**WHAT YOU SHOULD DO**
Repeat exactly the lines that run from the one containing "Expected: one point per instance of the white post, each" to the end of the data, and leave out all others.

+++

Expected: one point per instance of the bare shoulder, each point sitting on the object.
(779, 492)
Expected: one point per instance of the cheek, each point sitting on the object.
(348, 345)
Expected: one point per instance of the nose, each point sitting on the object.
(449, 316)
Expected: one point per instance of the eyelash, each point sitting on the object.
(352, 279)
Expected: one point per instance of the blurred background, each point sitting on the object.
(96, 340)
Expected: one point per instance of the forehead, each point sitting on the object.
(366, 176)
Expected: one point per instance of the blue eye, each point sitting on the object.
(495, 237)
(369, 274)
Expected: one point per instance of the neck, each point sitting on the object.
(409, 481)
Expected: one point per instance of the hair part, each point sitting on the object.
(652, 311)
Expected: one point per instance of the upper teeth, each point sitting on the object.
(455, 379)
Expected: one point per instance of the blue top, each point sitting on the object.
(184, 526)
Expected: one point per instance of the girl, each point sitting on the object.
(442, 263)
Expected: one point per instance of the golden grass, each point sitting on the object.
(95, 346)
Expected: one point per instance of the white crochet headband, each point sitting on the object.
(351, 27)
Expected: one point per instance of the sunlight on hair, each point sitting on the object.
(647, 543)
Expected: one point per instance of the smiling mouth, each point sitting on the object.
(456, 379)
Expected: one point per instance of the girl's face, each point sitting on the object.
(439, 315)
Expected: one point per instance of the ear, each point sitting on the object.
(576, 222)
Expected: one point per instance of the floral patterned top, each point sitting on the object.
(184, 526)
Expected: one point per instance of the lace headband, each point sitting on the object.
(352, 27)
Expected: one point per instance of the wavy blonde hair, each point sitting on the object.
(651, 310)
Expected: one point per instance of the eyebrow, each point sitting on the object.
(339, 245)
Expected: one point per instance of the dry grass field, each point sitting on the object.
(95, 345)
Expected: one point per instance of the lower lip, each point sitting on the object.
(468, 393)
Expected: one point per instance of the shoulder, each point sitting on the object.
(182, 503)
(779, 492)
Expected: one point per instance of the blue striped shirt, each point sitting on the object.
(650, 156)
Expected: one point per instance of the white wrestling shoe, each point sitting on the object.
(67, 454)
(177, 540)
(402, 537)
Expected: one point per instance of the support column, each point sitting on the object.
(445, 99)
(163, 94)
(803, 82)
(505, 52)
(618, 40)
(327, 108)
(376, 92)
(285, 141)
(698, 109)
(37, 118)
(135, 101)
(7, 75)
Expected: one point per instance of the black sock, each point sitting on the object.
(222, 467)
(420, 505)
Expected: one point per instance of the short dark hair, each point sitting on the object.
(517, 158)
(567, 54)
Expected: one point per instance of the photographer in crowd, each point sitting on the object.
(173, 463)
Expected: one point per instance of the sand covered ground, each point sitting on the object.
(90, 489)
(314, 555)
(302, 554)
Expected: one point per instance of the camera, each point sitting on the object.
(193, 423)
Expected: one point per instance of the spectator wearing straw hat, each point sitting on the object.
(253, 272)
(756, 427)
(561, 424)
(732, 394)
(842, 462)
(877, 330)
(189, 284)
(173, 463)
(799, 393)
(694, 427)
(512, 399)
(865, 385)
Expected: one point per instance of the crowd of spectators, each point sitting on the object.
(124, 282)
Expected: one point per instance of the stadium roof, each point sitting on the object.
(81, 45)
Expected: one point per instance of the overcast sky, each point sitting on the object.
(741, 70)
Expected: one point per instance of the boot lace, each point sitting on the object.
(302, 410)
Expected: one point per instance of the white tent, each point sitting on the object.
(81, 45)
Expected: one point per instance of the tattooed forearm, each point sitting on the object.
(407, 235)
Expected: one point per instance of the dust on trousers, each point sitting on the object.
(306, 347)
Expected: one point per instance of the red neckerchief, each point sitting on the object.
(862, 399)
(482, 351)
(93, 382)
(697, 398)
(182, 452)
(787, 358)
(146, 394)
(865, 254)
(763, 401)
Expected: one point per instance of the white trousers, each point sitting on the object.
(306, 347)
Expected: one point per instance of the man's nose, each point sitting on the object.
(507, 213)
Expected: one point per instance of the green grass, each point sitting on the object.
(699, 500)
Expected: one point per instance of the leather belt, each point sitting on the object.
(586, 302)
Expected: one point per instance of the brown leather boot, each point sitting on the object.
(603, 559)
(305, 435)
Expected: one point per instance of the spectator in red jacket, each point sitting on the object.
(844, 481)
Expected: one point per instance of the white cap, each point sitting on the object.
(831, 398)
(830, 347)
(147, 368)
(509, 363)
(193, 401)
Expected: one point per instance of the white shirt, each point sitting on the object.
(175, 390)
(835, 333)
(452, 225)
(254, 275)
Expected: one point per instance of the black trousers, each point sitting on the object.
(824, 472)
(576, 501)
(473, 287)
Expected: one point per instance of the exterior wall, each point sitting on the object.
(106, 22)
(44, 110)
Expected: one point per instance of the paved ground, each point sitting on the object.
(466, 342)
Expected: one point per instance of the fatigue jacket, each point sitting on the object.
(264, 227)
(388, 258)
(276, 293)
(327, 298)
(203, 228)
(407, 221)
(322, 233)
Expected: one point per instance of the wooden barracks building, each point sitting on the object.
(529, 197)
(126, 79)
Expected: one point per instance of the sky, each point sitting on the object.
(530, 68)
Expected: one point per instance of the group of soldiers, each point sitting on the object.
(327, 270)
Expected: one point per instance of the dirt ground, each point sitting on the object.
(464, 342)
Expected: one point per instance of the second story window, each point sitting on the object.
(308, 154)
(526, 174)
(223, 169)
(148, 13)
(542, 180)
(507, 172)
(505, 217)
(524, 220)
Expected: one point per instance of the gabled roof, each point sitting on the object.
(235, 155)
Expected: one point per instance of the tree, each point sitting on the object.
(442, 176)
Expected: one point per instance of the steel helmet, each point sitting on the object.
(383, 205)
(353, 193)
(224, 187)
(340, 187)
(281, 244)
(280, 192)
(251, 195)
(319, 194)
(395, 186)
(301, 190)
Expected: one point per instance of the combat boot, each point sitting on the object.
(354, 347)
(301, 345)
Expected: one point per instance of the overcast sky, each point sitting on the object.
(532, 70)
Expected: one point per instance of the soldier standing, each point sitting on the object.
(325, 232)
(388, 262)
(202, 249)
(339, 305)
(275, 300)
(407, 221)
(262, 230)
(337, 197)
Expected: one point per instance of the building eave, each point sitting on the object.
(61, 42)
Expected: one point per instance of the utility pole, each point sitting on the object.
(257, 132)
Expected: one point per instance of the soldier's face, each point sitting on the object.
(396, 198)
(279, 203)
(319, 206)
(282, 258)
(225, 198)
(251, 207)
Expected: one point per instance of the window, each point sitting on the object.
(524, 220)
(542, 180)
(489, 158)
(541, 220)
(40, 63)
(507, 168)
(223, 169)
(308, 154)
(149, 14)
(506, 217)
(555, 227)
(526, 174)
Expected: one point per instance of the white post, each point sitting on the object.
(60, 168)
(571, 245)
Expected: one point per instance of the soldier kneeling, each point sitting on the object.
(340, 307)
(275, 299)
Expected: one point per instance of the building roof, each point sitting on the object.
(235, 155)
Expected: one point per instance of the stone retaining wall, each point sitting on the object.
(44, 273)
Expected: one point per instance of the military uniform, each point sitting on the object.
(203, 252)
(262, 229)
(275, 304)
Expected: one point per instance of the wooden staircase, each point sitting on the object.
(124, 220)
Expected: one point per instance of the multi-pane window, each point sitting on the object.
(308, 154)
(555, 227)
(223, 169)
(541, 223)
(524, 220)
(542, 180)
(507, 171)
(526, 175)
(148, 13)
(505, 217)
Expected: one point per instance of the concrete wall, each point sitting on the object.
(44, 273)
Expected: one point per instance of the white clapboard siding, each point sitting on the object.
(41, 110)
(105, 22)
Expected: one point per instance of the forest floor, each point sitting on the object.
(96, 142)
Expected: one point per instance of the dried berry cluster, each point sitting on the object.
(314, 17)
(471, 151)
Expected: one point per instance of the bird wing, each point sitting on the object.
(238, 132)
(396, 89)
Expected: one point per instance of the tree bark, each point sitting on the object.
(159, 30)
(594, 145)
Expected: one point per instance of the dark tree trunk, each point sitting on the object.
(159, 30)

+++

**FINAL RESULT**
Expected: one point per instance of the white post, each point sitting on the object.
(60, 168)
(571, 245)
Expected: one point per instance of the soldier kneeling, each point sitting on the object.
(340, 307)
(275, 299)
Expected: one point per instance of the building roof, each point sitting on the object.
(235, 155)
Expected: one point per instance of the stone retaining wall, each point sitting on the object.
(44, 273)
Expected: one point per instance of the military uniform, each point sitting on the object.
(203, 252)
(262, 229)
(275, 304)
Expected: one point per instance of the wooden staircase, each point sitting on the object.
(124, 220)
Expected: one point per instance of the multi-pane window, each point sitting on the object.
(308, 154)
(555, 227)
(223, 169)
(541, 223)
(524, 220)
(542, 180)
(507, 171)
(526, 175)
(148, 13)
(505, 217)
Expected: one point per instance of the concrete wall, each point sitting on the object.
(44, 273)
Expected: one point per instance of the white clapboard siding, each point sitting on the object.
(41, 110)
(105, 22)
Expected: one point per instance of the forest floor, each point sitting on the object.
(96, 142)
Expected: one point per instance of the dried berry cluster, each point sitting on the object.
(314, 17)
(471, 151)
Expected: one point per instance of the bird wing, each point sitting on the object.
(238, 132)
(396, 89)
Expected: one point per instance of the tree bark, each point sitting on the object.
(159, 30)
(594, 145)
Expected: one point per instance of the dark tree trunk, each point sitting on the object.
(159, 30)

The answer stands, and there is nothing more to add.